** START RECORDED INFORMATION **

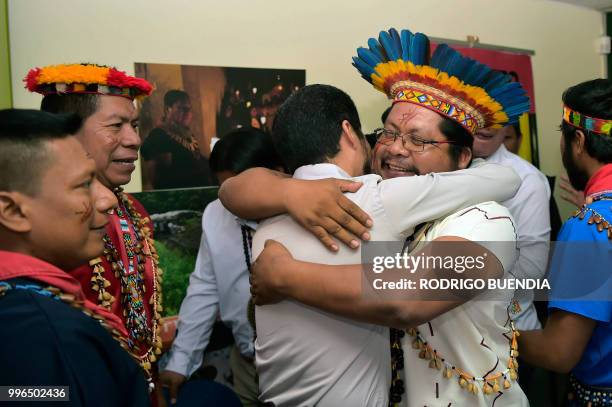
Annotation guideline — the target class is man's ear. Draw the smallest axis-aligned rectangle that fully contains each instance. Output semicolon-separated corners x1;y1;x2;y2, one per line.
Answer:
566;130;586;156
341;120;362;150
457;147;472;170
0;191;32;233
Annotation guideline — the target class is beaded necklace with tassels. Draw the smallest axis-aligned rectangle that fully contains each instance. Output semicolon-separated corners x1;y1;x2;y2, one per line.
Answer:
89;188;163;384
407;317;519;395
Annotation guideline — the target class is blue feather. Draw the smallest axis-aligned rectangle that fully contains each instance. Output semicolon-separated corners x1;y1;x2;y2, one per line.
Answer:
353;57;374;82
389;28;402;59
400;30;413;61
357;47;382;68
378;31;401;61
368;38;385;62
408;33;429;65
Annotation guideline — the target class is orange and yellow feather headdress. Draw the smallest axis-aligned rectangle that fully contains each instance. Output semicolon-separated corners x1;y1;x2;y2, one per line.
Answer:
23;64;153;99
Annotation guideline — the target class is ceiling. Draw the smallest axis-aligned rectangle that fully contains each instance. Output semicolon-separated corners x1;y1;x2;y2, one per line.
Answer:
553;0;612;11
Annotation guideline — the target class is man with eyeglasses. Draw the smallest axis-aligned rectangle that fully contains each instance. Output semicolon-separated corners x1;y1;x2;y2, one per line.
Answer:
221;29;529;406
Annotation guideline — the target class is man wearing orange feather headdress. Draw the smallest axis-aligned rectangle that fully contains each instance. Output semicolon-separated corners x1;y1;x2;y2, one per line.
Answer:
24;64;162;387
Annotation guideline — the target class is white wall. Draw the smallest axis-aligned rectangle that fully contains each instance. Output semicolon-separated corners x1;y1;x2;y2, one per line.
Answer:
9;0;605;217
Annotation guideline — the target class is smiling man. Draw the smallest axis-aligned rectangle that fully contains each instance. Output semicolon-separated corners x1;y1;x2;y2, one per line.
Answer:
24;64;161;386
0;109;150;406
221;29;529;407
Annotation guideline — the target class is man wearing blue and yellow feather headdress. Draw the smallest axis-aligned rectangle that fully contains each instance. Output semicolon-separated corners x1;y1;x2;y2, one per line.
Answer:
222;29;529;406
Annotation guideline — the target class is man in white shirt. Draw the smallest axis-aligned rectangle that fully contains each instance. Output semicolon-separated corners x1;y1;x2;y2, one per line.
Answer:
220;85;514;406
227;29;529;406
160;128;282;407
473;128;550;330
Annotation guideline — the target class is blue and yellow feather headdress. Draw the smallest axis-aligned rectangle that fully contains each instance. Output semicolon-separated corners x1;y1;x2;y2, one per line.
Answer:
353;28;529;134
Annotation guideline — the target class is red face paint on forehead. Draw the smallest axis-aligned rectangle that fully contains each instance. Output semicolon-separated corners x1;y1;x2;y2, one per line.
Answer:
75;202;93;222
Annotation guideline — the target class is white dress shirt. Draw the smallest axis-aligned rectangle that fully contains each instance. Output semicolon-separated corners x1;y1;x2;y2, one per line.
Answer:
402;202;529;407
486;144;550;330
253;160;520;407
165;199;254;377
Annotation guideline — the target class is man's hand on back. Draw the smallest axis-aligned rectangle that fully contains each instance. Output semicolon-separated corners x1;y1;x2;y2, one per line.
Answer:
285;178;372;251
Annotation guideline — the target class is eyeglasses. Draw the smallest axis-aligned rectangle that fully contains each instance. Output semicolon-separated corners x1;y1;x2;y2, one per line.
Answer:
371;127;455;153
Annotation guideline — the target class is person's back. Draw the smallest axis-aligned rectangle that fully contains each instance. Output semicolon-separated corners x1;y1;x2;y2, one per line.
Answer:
253;171;398;406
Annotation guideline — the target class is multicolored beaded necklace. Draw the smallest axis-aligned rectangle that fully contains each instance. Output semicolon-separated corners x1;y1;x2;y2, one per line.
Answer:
407;319;520;394
572;191;612;241
89;188;163;376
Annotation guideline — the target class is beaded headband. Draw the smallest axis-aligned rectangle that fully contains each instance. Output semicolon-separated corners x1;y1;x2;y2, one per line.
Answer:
23;64;153;100
353;28;529;134
563;106;612;136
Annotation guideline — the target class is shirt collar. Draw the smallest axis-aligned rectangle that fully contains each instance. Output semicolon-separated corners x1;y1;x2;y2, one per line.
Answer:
293;163;352;179
584;164;612;196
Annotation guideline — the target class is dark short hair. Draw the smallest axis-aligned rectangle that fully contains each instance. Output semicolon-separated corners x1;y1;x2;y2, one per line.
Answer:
272;84;363;173
40;93;99;120
0;109;81;195
209;127;282;174
561;79;612;164
164;89;189;107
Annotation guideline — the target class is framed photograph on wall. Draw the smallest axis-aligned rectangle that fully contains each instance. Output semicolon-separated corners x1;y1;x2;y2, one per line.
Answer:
135;63;306;191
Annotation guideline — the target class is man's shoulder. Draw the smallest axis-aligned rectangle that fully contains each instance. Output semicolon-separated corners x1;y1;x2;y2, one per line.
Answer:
437;201;516;241
558;201;612;243
0;289;103;341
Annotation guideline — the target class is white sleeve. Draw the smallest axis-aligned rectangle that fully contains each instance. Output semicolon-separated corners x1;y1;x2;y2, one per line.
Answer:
512;174;550;278
165;212;219;377
378;160;521;237
437;202;518;272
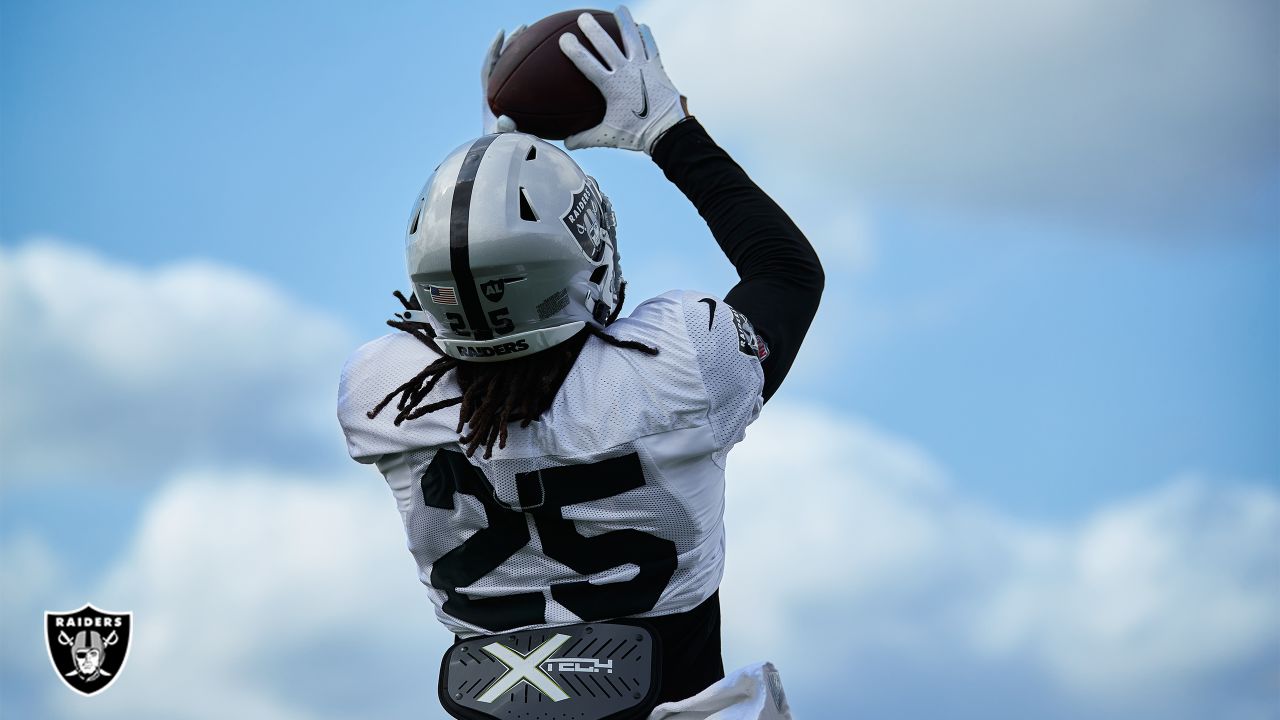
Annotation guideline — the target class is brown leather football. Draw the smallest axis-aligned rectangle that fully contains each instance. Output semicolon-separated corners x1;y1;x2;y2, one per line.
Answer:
486;10;622;140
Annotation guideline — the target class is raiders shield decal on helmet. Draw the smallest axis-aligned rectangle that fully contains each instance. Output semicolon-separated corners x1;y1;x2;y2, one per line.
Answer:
45;605;133;696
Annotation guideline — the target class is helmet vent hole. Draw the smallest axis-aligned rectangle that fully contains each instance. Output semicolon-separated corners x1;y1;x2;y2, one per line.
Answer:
520;188;538;223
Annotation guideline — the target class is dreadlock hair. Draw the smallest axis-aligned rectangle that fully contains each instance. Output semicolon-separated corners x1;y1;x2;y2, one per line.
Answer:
367;283;658;459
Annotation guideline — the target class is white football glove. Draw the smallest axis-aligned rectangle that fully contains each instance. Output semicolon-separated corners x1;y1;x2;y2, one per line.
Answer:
480;26;525;135
559;5;687;152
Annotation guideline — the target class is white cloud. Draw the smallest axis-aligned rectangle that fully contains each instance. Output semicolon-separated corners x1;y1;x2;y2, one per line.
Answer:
5;406;1264;719
636;0;1280;233
0;241;351;482
724;407;1280;717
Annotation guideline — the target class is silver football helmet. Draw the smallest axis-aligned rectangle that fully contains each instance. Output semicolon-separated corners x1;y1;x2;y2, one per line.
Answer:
404;132;622;363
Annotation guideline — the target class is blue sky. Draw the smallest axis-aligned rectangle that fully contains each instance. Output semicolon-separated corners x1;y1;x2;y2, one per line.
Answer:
0;0;1280;717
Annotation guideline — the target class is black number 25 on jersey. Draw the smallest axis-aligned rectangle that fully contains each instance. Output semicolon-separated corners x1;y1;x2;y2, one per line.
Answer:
421;450;676;632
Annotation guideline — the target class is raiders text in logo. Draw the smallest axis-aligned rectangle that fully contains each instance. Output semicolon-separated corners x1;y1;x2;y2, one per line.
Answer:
562;182;604;260
45;605;133;696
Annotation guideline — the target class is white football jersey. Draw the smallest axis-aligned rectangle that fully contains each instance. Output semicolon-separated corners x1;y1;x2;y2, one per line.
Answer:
338;291;764;635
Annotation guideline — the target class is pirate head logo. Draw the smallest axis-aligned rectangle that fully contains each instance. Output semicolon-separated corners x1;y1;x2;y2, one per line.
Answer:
45;605;133;696
563;178;616;261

** END RECORDED INFORMATION **

INSTRUCTIONS TO FOLLOW:
Reproduce every entry above word for word, leaving out the pictures.

ANSWER BELOW:
Annotation guideline — the target class is man's ear. Draw the smallest axis-aligned rectangle that fully contains each instance. Output semicolon-separated corners x1;y1;x2;y2, one per line.
Answer:
566;130;586;156
341;120;362;150
457;147;472;170
0;191;32;233
Annotation guideline — the target class is beaded necklace with tassels. Draw the smallest axis-aligned rectangle that fully contains each instance. Output semicolon-separated corners x1;y1;x2;y2, one per line.
Answer:
89;188;163;384
407;317;519;395
Annotation guideline — the target class is blue feather. Draw the smallest axis-aligned rectangle that fully contains each instance. Output semicolon-separated corners x1;y1;x2;y2, one per line.
Answer:
353;57;374;82
389;28;402;59
400;30;413;61
357;47;382;68
378;31;401;61
368;38;385;62
408;33;429;65
Annotation guideline — the target class is orange and yellow feather headdress. Draw the smallest axis-aligned rectangle that fully contains each instance. Output semicolon-separated corners x1;y1;x2;y2, one per line.
Answer:
23;64;153;99
Annotation guideline — the target class is ceiling. Draw the smallest axis-aligned rectangle that fully contains each instance. Output semicolon-separated corners x1;y1;x2;y2, one per line.
Answer:
553;0;612;11
Annotation guideline — the target class is man with eyeglasses. Draw the smallest axis-aligned rectangle that fully contains each instance. Output semicolon-separated corners x1;y1;x2;y2, one per line.
Answer:
221;29;529;406
Annotation guideline — the target class is man wearing orange feather headdress. Draw the smallest axis-aligned rectangle that fully contains each instance. Output semicolon-separated corners x1;y1;x2;y2, one per line.
Answer:
24;64;162;387
Annotation guideline — the target class is white wall. Draw the smallest axis-aligned rectangle that fully contains each instance. Output semicolon-separated corners x1;y1;x2;y2, one per line.
Answer:
9;0;605;217
Annotation guideline — the target class is smiling man. Draw the smallest axis-aligned rectangle that fully contains each instance. Output semicolon-separated corners x1;y1;x2;y2, one per line.
Answer:
24;64;161;386
0;109;150;406
221;29;529;407
Annotation guideline — the target class is man wearing blue and yellow feather headdress. Draw the smallest axis-aligned rectangle that fully contains each instance. Output semicolon-separated corners x1;y1;x2;y2, one per line.
Answer:
222;29;529;406
Annotation guideline — the target class is man in white shirt. Draw the smallest axis-aligned rectangle that fully contains each instance. Output semicolon-separated corners x1;y1;x2;y2, one per line.
Answer:
220;85;514;406
227;29;529;406
160;128;282;407
473;128;550;330
Annotation guideline — the target class is blue and yellow feather headdress. Draw the smallest axis-aligned rectangle that fully contains each instance. Output semicolon-separated corners x1;y1;x2;y2, one per line.
Answer:
353;28;529;134
Annotation guideline — the target class is red face paint on forehead. Draw the smallest axis-aligned rectangle that fully contains each instance. Output semicolon-separated corners x1;y1;x2;y2, one per line.
Answer:
75;202;93;222
Annotation guideline — the target class is white dress shirt. Draw the smallest axis-aligned rectangle that fully contains each instance. Output semicolon-separated corners x1;y1;x2;y2, one per line.
Answer:
402;202;529;407
486;144;550;330
253;160;520;407
165;199;254;377
Annotation guideline — the target class is man's hand on back. Draw the smallest axis-aligned rectangle that fully contains each instance. Output semicolon-separated corners x1;y1;x2;y2, one per line.
Answer:
285;178;372;251
Annotation guideline — the target class is eyeglasses. Draw the smallest axis-aligned rectangle that fully contains each instance. Output semicolon-separated corners x1;y1;x2;y2, one per line.
Answer:
371;127;455;153
Annotation guideline — the target class is person's back. Draw the smallest axis-aligned rectangle that fully contains each instance. Output semicolon-separated corners x1;y1;x2;y2, one per line.
Answer:
253;171;398;406
Annotation guideline — the target class is multicolored beaded necklace. Draw the smallest axis-aligned rectangle that fully contains each instance. Output semicolon-separated corners x1;y1;x2;y2, one per line.
Answer:
407;319;520;394
572;191;612;241
89;188;163;376
Annotation guideline — the target class is beaded headband. Draw the smallest axis-aligned rectangle that fully contains each instance. Output semicolon-separated corners x1;y1;x2;y2, one per line.
Answer:
23;64;153;100
353;28;529;134
563;106;612;136
Annotation guideline — the target class is shirt collar. Draw the smallest axis-aligned rectangle that fully contains each instance. Output semicolon-separated corners x1;y1;x2;y2, one per line.
Answer:
293;163;352;179
584;164;612;196
Annotation guideline — the target class is dark short hair. Draw the smallest axis-aligned rectangle that fully contains each instance. Output semicolon-separated corners x1;y1;x2;y2, one per line.
Answer:
272;84;363;173
40;93;99;120
0;109;81;195
209;127;282;174
561;79;612;164
164;89;189;107
Annotation guideline — the target class is framed photograph on wall. Draw the smallest axis-aligned rectangle that fully contains each instance. Output semicolon-separated corners x1;y1;x2;y2, one per line.
Answer:
135;63;306;191
Annotation guideline — the target class is man's shoulder. Draw the smallest axis-aligned rectangle that fully contains each instance. Output semicolon-separated corners x1;y1;x2;y2, one per line.
Answer:
437;201;516;241
558;201;612;243
0;289;103;341
Annotation guideline — the target class is white sleeve. Draw the smallest axis-aligned rectangle that fully contains each instance. Output semicolon-separated corners x1;y1;x2;y2, one per line.
Answer:
512;174;550;278
165;212;219;377
378;160;521;237
437;202;518;272
Annotation guideline — the target class is brown leather football. Draw the smallest axis-aligned rectangle that fully contains each instance. Output semicolon-separated corners x1;y1;x2;y2, one per line.
Answer:
486;10;622;140
Annotation guideline — the target class is raiders shield decal on helmet. Draw the smallest axis-aligned rectangle that fully contains each instance. Output semicolon-separated corners x1;y1;x2;y2, one per line.
Answer:
45;605;133;696
Annotation guideline — the target class is helmet vent hole. Draw the smallest axis-aligned rectangle that fully contains each instance. Output semicolon-separated corners x1;y1;x2;y2, one per line.
Answer:
520;188;538;223
Annotation guideline — the target class is dreadlock hair. Draw the smallest axis-aligned rectangle that fully contains each instance. Output semicolon-separated corners x1;y1;x2;y2, one per line.
Answer:
367;283;658;459
Annotation guideline — the target class is white football glove. Draw the smallest axis-aligned rectangle that fully contains each instance. Output semicolon-separated corners x1;y1;x2;y2, one per line.
Answer:
480;26;525;135
559;5;687;152
Annotation guideline — the target class is white cloud. Draw the smallest axis-aligned rectangle that fully contains each instance. Output semicolon-separated corners x1;y1;x2;y2, one per line.
Answer:
5;406;1264;719
636;0;1280;233
0;241;351;482
724;407;1280;717
Annotation guideline — the target class is silver football helmet. Draw the smallest axis-aligned rectangle that fully contains each instance. Output semicolon-separated corners x1;y1;x2;y2, one per line.
Answer:
404;132;622;363
Annotation guideline — the target class is blue sky. Draw the smallest axis-aligned rectangle that fully contains each instance. Output semicolon-separated corners x1;y1;x2;y2, one per line.
Answer:
0;0;1280;717
Annotation guideline — the target class is black number 25 on jersey. Draw the smallest axis-aligned rectangle that fully contains each instance. Output semicolon-separated corners x1;y1;x2;y2, one per line.
Answer:
421;450;676;632
Annotation guideline — the target class is raiders text in logo. Draw the smallest axis-aligned rectangle that fully contains each instance. Output semicolon-separated corners x1;y1;x2;y2, one per line.
Answer:
562;182;604;260
45;605;133;696
Annotation guideline — the target class is white football jersey. Draw the smallest axis-aligned rectangle that fully contains each instance. Output semicolon-separated corners x1;y1;x2;y2, one per line.
Answer:
338;291;764;635
Annotation guideline — the target class is pirate head logo. Draw the smallest axis-aligned rectangle that fully contains each instance. Output semicolon-separated corners x1;y1;x2;y2, one per line.
Answer:
45;605;133;696
563;178;616;261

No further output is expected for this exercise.